*Tasks to carry out*:
**a)** Quote the part of the chimpanzee threats text that opens with the words containing "Threats include agricultural" and closes with "for biomedical research.".
**b)** Translate this sentence from the chimpanzee threats text into Spanish: "Because humans and chimps are so similar, they also share many diseases."
**c)** Write what comes next in the chimpanzee threats text, picking up after its final sentence.

Threats include agricultural development, logging and hunting for meat and for pest control, for the pet trade and historically for biomedical research.
Bush meat trade in chimp meat is a serious problem also because of severe health risks posed to humans who eat chimpanzee meat. Several cases of the deadly Ebola virus in humans has been directly traced to infected chimpanzees in West Africa. Chimpanzees in Central Africa are also believed to have been the source of the HIV virus in humans. Because humans and chimps are so similar, they also share many diseases. The report points out that most infectious agents affecting great apes can affect humans and vice versa, with more than 140 such diseases shared by both.
"In West Africa, people rely more heavily on bush meat for food than in many other regions of the world. Chimps are particularly vulnerable because they are so slow to reproduce, and they are conspicuous and easy to hunt," said Dr. Rebecca Kormos, CABS research fellow.

*Provided information*:
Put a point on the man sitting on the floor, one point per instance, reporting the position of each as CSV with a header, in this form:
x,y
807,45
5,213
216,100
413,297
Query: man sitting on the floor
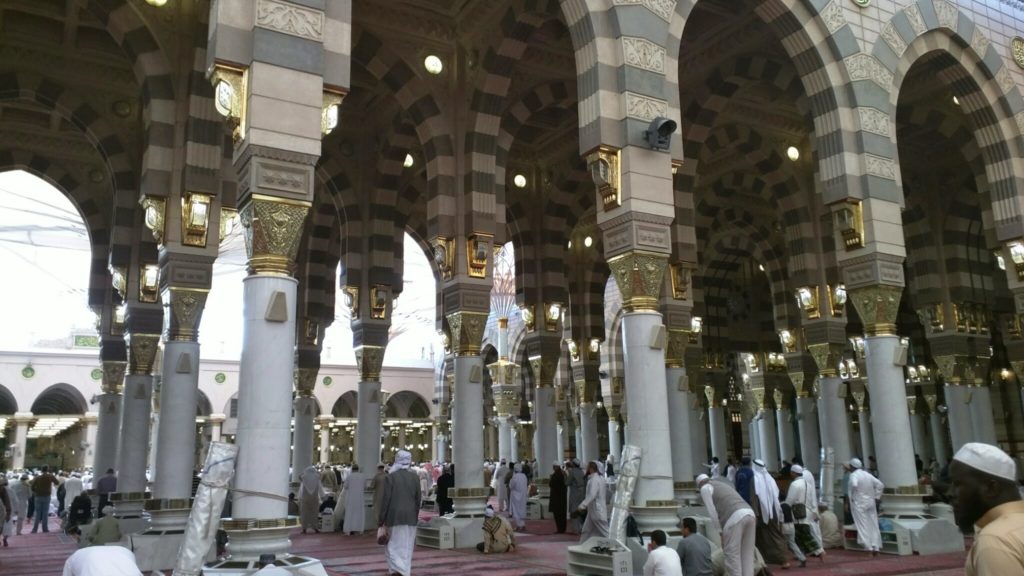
x,y
498,534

*Expected responses*:
**a)**
Threats include agricultural development, logging and hunting for meat and for pest control, for the pet trade and historically for biomedical research.

**b)** Como los humanos y los chimpancés son tan parecidos, también comparten muchas enfermedades.

**c)**
The western chimpanzee, one of four subspecies of the common chimpanzee, has already disappeared from three countries-Benin, the Gambia and Togo-and is almost extinct in four other countries-Burkina Faso, Ghana, Guinea Bissau and Senegal. Current estimates of western chimpanzee populations are at about 4 percent of an original 600,000 across its range of 13 West African countries.
The majority of western chimpanzees are found in a region known as the Guinean Forest of West Africa, designated as one of the world's 25 biodiversity hotspots. These 25 hotspots cover just 1.4 percent of the Earth's land; yet claim more than 60 percent of the total terrestrial species diversity.
The action plan provides the most recent data on the conservation status of chimpanzees in West Africa and their behavior and ecology. Other sections detail threats, infectious diseases, and specific country reports.
"It's no coincidence that urgent conservation action is necessary for a primate species found within the Guinean Forest Hotspot, which is one of the top five hotspots for endangered primates on Earth," said Russell A. Mittermeier, CI President and United Nations Environment Programme Special Envoy for the Great Apes Survival Project. "Chimpanzees are an important flagship species for this important region and their fate mirrors much of what is in store for the vast range of species diversity found there."